**Written instruction 1:**
According to the pid namespace cloning patch, what role is given to the newly cloned process?
**Written instruction 2:**
Continue the pid namespace cloning patch message from the point where it stops.

**Document passage:**

[RFC][PATCH 11/16] Enable cloning pid namespace

Serge E. Hallyn serue at us.ibm.com
Thu May 24 07:59:32 PDT 2007


Quoting sukadev at us.ibm.com (sukadev at us.ibm.com):
> 
> Subject: Enable cloning pid namespace
> 
> From: Sukadev Bhattiprolu <sukadev at us.ibm.com>
> 
> 
> When clone() is invoked with CLONE_NEWPID, create a new pid namespace
> and then create a new struct pid for the new process. Allocate pid_t's
> for the new process in the new pid namespace and all ancestor pid
> namespaces. Make the newly cloned process the session and process group
> leader.
> 
> Since the active pid namespace is special and expected to be the first
> entry in pid->upid_list, preserve the order of pid namespaces when
> cloning without CLONE_NEWPID.
> 
> TODO (partial list:)
> 
> 	- Identify clone flags that should not be specified with CLONE_NEWPID
>           and return -EINVAL from copy_process(), if they are specified. (eg:
> 	  CLONE_THREAD|CLONE_NEWPID ?)
> 	- Add a privilege check for CLONE_NEWPID
> 
> Changelog:
> 
> 	2.6.21-mm2-pidns3:
>         - 'struct upid' used to be called 'struct pid_nr' and a list of these
>            were hanging off of 'struct pid'. So, we renamed 'struct pid_nr'
>            and now hold them in a statically sized array in 'struct pid' since
>            the number of 'struct upid's for a process is known at process-
>            creation time
> 
> 	2.6.21-mm2:
> 	- [Serge Hallyn] Terminate other processes in pid ns when reaper is
> 	  exiting.

**Named object pointing entries:**

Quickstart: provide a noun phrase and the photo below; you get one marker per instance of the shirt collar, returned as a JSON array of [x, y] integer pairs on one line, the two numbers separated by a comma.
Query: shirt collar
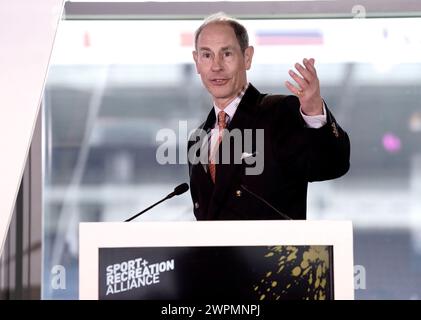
[[231, 108]]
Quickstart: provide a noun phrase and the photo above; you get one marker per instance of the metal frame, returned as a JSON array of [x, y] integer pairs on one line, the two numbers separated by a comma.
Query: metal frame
[[242, 9], [20, 264]]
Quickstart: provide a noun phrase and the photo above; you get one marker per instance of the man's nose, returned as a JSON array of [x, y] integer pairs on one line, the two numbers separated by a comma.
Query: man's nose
[[217, 64]]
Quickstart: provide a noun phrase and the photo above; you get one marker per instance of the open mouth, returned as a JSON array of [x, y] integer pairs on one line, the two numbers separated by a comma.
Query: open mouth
[[219, 82]]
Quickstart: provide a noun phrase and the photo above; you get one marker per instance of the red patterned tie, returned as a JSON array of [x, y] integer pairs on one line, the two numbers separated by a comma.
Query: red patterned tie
[[221, 126]]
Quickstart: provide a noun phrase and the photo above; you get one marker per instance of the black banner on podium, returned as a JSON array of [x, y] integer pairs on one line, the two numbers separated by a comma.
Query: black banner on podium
[[220, 272]]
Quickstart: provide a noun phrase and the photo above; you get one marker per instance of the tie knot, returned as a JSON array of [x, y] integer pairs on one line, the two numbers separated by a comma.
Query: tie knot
[[222, 124]]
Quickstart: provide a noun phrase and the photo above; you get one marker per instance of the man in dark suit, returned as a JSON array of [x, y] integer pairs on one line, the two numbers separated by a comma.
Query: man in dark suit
[[294, 139]]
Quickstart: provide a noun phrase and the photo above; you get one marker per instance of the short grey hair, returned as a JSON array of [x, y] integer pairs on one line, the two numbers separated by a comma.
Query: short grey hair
[[220, 17]]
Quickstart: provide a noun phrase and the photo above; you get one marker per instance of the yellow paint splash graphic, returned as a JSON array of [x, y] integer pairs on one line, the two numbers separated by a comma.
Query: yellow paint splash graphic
[[295, 269]]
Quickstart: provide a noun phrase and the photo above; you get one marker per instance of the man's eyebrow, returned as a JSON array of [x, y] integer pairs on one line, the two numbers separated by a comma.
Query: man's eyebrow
[[222, 49], [227, 48]]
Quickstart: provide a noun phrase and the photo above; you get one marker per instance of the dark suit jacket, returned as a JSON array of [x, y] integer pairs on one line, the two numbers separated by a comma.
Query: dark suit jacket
[[293, 156]]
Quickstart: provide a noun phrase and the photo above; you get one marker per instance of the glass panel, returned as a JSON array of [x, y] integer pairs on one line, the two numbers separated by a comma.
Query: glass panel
[[113, 86]]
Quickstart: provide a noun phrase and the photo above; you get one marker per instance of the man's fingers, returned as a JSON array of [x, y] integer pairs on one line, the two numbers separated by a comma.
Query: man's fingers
[[293, 89], [304, 72], [301, 82], [309, 64]]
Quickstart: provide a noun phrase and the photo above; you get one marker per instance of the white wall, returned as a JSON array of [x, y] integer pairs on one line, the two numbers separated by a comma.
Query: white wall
[[27, 31]]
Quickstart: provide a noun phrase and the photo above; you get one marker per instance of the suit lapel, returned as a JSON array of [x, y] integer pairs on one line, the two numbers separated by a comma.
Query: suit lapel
[[225, 173]]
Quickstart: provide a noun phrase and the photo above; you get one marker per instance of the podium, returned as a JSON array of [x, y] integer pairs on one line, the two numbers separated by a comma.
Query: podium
[[209, 260]]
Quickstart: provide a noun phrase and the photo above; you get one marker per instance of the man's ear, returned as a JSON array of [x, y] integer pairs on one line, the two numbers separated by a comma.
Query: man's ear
[[195, 58], [248, 56]]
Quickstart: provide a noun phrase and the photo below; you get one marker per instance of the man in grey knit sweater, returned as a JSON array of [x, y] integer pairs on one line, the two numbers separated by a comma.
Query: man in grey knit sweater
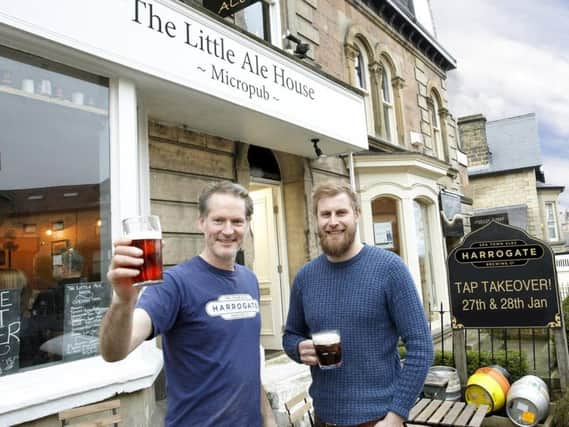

**Task answer 1:**
It is made the session and process group leader.

**Task answer 2:**
> Signed-off-by: Sukadev Bhattiprolu <sukadev at us.ibm.com>
> ---
>  include/linux/pid.h           |    3 
>  include/linux/pid_namespace.h |    5 -
>  init/Kconfig                  |    9 +
>  kernel/exit.c                 |   14 ++
>  kernel/fork.c                 |   17 ++-
>  kernel/pid.c                  |  209 ++++++++++++++++++++++++++++++++++++++----
>  6 files changed, 227 insertions(+), 30 deletions(-)
> 
> Index: lx26-21-mm2/kernel/pid.c
> ===================================================================
> --- lx26-21-mm2.orig/kernel/pid.c	2007-05-22 16:59:50.000000000 -0700
> +++ lx26-21-mm2/kernel/pid.c	2007-05-22 16:59:52.000000000 -0700
> @@ -32,6 +32,7 @@
>  #define pid_hashfn(nr) hash_long((unsigned long)nr, pidhash_shift)
>  static struct hlist_head *pid_hash;
>  static int pidhash_shift;
> +static struct kmem_cache *pid1_cachep;
>  static struct kmem_cache *pid_cachep;
>  struct upid init_struct_upid = INIT_STRUCT_UPID;
>  struct pid init_struct_pid = INIT_STRUCT_PID;
> @@ -250,7 +251,12 @@ static struct upid *pid_active_upid(stru
>  /*
>   * Return the active pid namespace of the process @pid.
>   *
> - * Note: At present, there is only one pid namespace (init_pid_ns).
> + * Note:
> + *	To avoid having to use an extra pointer in struct pid to keep track
> + *	of active pid namespace, dup_struct_pid() maintains the order of
> + *	entries in 'pid->upid_list' such that the youngest (or the 'active')
> + *	pid namespace is the first entry and oldest (init_pid_ns) is the last
> + *	entry in the list.
>   */
>  struct pid_namespace *pid_active_pid_ns(struct pid *pid)
>  {
> @@ -259,6 +265,64 @@ struct pid_namespace *pid_active_pid_ns(
>  EXPORT_SYMBOL_GPL(pid_active_pid_ns);
> 
>  /*
> + * Return the parent pid_namespace of the active pid namespace of @tsk.
> + *
> + * Note:
> + * 	Refer to function header of pid_active_pid_ns() for information on
> + * 	the order of entries in pid->upid_list. Based on the order, the parent
> + * 	pid namespace of the active pid namespace of @tsk is just the second
> + * 	entry in the process's pid->upid_list.
> + *
> + * 	Parent pid namespace of init_pid_ns is init_pid_ns itself.
> + */
> +static struct pid_namespace *task_active_pid_ns_parent(struct task_struct *tsk)
> +{
> +	int idx = 0;
> +	struct pid *pid = task_pid(tsk);
> +
> +	if (pid->num_upids > 1)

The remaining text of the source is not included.